* _Stated goal_:
Present every line of the listing below as a numbered list, omitting any blank lines.

-- Begin Data lines --

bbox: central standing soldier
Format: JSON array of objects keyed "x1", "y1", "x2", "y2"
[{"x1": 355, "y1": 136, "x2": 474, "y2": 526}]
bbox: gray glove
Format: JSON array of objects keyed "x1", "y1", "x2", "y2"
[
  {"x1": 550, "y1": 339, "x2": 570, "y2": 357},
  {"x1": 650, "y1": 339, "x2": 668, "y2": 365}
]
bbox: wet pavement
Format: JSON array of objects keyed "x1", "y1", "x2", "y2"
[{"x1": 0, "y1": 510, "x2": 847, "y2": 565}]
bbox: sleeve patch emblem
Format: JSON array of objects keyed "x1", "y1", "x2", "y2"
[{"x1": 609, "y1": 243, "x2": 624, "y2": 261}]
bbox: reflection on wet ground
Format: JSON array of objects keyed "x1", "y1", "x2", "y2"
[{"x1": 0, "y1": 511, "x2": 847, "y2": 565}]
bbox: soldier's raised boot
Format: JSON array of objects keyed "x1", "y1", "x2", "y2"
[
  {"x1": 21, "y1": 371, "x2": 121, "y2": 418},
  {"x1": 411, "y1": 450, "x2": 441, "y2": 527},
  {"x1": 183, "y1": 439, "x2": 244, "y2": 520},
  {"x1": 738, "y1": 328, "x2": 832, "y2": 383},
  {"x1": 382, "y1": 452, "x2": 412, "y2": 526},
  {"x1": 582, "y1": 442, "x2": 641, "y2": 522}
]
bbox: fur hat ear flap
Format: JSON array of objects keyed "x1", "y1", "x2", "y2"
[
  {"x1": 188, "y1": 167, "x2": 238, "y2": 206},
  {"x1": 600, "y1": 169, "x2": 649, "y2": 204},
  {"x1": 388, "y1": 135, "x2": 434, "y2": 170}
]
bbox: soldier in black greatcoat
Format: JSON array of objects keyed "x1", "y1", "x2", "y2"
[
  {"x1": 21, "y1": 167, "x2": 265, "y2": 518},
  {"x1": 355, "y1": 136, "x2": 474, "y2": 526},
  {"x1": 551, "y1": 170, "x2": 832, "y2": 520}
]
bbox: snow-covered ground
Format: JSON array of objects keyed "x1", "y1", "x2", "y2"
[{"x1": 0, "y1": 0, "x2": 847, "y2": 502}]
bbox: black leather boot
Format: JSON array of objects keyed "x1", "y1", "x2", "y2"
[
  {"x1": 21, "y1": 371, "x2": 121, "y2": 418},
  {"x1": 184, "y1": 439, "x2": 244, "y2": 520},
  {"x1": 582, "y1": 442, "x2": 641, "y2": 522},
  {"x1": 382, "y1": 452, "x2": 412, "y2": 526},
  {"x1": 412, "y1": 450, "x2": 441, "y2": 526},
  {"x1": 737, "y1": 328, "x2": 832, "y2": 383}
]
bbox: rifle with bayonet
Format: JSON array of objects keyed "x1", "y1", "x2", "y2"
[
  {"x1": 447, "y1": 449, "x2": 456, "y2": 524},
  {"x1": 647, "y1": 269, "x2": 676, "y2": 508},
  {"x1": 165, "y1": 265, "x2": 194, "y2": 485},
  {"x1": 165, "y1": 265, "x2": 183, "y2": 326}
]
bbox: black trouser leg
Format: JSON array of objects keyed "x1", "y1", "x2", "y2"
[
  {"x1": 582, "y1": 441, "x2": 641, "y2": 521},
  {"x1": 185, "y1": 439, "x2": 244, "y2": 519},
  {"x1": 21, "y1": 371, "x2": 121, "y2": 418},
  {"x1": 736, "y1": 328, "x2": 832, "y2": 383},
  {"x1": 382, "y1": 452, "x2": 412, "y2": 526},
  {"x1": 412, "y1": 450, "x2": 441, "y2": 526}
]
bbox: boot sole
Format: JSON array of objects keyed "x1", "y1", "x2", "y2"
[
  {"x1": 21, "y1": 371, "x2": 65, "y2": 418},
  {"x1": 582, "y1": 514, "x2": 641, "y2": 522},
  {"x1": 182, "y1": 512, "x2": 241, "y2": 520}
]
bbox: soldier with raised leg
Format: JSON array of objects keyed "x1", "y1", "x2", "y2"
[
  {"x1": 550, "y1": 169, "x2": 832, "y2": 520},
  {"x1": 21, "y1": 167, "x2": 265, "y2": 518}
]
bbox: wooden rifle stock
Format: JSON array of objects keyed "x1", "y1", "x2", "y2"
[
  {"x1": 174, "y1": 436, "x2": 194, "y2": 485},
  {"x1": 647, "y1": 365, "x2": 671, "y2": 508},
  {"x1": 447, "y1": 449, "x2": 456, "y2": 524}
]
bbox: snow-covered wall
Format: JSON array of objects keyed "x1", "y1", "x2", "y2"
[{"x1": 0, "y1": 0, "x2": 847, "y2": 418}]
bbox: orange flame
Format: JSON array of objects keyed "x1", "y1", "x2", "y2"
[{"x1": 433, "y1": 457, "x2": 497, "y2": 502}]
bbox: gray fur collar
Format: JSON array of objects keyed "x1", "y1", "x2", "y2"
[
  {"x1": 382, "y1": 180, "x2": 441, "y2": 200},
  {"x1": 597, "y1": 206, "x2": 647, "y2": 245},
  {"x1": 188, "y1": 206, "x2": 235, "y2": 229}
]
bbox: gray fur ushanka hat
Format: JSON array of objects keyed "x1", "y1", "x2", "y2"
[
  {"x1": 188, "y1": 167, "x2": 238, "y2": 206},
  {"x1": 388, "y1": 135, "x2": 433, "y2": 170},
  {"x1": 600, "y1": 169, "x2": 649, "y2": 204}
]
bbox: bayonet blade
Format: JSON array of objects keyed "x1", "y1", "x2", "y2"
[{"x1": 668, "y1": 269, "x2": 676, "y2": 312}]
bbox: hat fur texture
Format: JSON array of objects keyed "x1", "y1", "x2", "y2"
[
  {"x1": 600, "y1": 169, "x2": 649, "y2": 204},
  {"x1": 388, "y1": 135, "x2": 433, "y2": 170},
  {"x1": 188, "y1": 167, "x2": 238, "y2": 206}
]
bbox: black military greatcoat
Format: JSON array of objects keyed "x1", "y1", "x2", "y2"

-- End Data lines --

* _Solution to the problem_:
1. bbox: central standing soldier
2. Format: JSON array of objects keyed "x1", "y1", "x2", "y2"
3. [{"x1": 355, "y1": 136, "x2": 474, "y2": 526}]
4. bbox: gray glove
5. Format: JSON array of objects keyed "x1", "y1", "x2", "y2"
6. [
7.   {"x1": 550, "y1": 339, "x2": 570, "y2": 357},
8.   {"x1": 650, "y1": 339, "x2": 668, "y2": 365}
9. ]
10. bbox: wet pavement
11. Format: JSON array of objects keyed "x1", "y1", "x2", "y2"
12. [{"x1": 0, "y1": 510, "x2": 847, "y2": 565}]
13. bbox: sleeve patch emblem
14. Format: JSON array of objects keyed "x1", "y1", "x2", "y2"
15. [{"x1": 609, "y1": 243, "x2": 624, "y2": 261}]
16. bbox: reflection on wet ground
17. Format: JSON array of objects keyed "x1", "y1", "x2", "y2"
18. [{"x1": 0, "y1": 511, "x2": 847, "y2": 565}]
19. bbox: soldier's raised boot
20. Format: JSON array of objects keyed "x1", "y1", "x2", "y2"
21. [
22.   {"x1": 21, "y1": 371, "x2": 121, "y2": 418},
23.   {"x1": 411, "y1": 450, "x2": 441, "y2": 527},
24.   {"x1": 183, "y1": 439, "x2": 244, "y2": 520},
25.   {"x1": 738, "y1": 328, "x2": 832, "y2": 383},
26.   {"x1": 382, "y1": 452, "x2": 412, "y2": 526},
27.   {"x1": 582, "y1": 442, "x2": 641, "y2": 522}
28. ]
29. bbox: fur hat ear flap
30. Format: JSON array of objects keyed "x1", "y1", "x2", "y2"
31. [
32.   {"x1": 188, "y1": 167, "x2": 238, "y2": 206},
33.   {"x1": 600, "y1": 169, "x2": 649, "y2": 204},
34.   {"x1": 388, "y1": 135, "x2": 434, "y2": 170}
35. ]
36. bbox: soldier in black greatcoat
37. Format: JSON array of objects keyed "x1", "y1", "x2", "y2"
38. [
39.   {"x1": 21, "y1": 167, "x2": 265, "y2": 518},
40.   {"x1": 355, "y1": 136, "x2": 474, "y2": 526},
41.   {"x1": 551, "y1": 170, "x2": 832, "y2": 520}
42. ]
43. bbox: snow-covered ground
44. Format: JSON array of objects keyed "x1", "y1", "x2", "y2"
45. [{"x1": 0, "y1": 0, "x2": 847, "y2": 502}]
46. bbox: black leather boot
47. Format: JSON array of objects keyed "x1", "y1", "x2", "y2"
48. [
49.   {"x1": 21, "y1": 371, "x2": 121, "y2": 418},
50.   {"x1": 184, "y1": 439, "x2": 244, "y2": 520},
51.   {"x1": 582, "y1": 442, "x2": 641, "y2": 522},
52.   {"x1": 382, "y1": 452, "x2": 412, "y2": 526},
53.   {"x1": 412, "y1": 450, "x2": 441, "y2": 526},
54.   {"x1": 737, "y1": 328, "x2": 832, "y2": 383}
55. ]
56. bbox: rifle with bayonet
57. Format: JSON array of objects keyed "x1", "y1", "x2", "y2"
58. [
59.   {"x1": 447, "y1": 449, "x2": 456, "y2": 524},
60.   {"x1": 647, "y1": 269, "x2": 676, "y2": 508},
61.   {"x1": 165, "y1": 265, "x2": 194, "y2": 485},
62.   {"x1": 165, "y1": 265, "x2": 183, "y2": 326}
63. ]
64. bbox: black trouser leg
65. Format: JSON array of objects keyed "x1", "y1", "x2", "y2"
66. [
67.   {"x1": 582, "y1": 441, "x2": 641, "y2": 521},
68.   {"x1": 185, "y1": 439, "x2": 244, "y2": 519},
69.   {"x1": 21, "y1": 371, "x2": 121, "y2": 418},
70.   {"x1": 736, "y1": 328, "x2": 832, "y2": 383},
71.   {"x1": 382, "y1": 452, "x2": 412, "y2": 526},
72.   {"x1": 412, "y1": 450, "x2": 441, "y2": 526}
73. ]
74. bbox: boot sole
75. Format: JSON array of objects keyed "x1", "y1", "x2", "y2"
76. [
77.   {"x1": 21, "y1": 371, "x2": 65, "y2": 418},
78.   {"x1": 582, "y1": 514, "x2": 641, "y2": 522},
79.   {"x1": 182, "y1": 512, "x2": 241, "y2": 520}
80. ]
81. bbox: soldier with raised leg
82. Format: JSON array of objects keyed "x1", "y1", "x2", "y2"
83. [
84.   {"x1": 550, "y1": 169, "x2": 832, "y2": 520},
85.   {"x1": 21, "y1": 167, "x2": 265, "y2": 518}
86. ]
87. bbox: wooden rifle stock
88. Format: JSON array of objects keyed "x1", "y1", "x2", "y2"
89. [
90.   {"x1": 174, "y1": 436, "x2": 194, "y2": 485},
91.   {"x1": 647, "y1": 365, "x2": 671, "y2": 508},
92.   {"x1": 447, "y1": 449, "x2": 456, "y2": 524}
93. ]
94. bbox: snow-covered wall
95. Format: JSON array of objects keyed "x1", "y1", "x2", "y2"
96. [{"x1": 0, "y1": 0, "x2": 847, "y2": 418}]
97. bbox: orange flame
98. Format: JSON array of objects keyed "x1", "y1", "x2", "y2"
99. [{"x1": 433, "y1": 457, "x2": 497, "y2": 502}]
100. bbox: gray fur collar
101. Format: JSON array of objects keyed "x1", "y1", "x2", "y2"
102. [
103.   {"x1": 382, "y1": 180, "x2": 441, "y2": 200},
104.   {"x1": 597, "y1": 206, "x2": 647, "y2": 245},
105.   {"x1": 188, "y1": 206, "x2": 235, "y2": 229}
106. ]
107. bbox: gray fur ushanka hat
108. Format: JSON array of objects keyed "x1", "y1", "x2", "y2"
109. [
110.   {"x1": 188, "y1": 167, "x2": 238, "y2": 206},
111.   {"x1": 388, "y1": 135, "x2": 433, "y2": 170},
112.   {"x1": 600, "y1": 169, "x2": 649, "y2": 204}
113. ]
114. bbox: bayonet blade
115. Format: JSON array of objects keyed "x1", "y1", "x2", "y2"
116. [{"x1": 668, "y1": 269, "x2": 676, "y2": 312}]
117. bbox: hat fur texture
118. Format: JSON array of objects keyed "x1", "y1", "x2", "y2"
119. [
120.   {"x1": 600, "y1": 169, "x2": 649, "y2": 204},
121.   {"x1": 388, "y1": 135, "x2": 433, "y2": 170},
122.   {"x1": 188, "y1": 167, "x2": 238, "y2": 206}
123. ]
124. bbox: black military greatcoat
125. Format: JSON array of objects keyed "x1", "y1", "x2", "y2"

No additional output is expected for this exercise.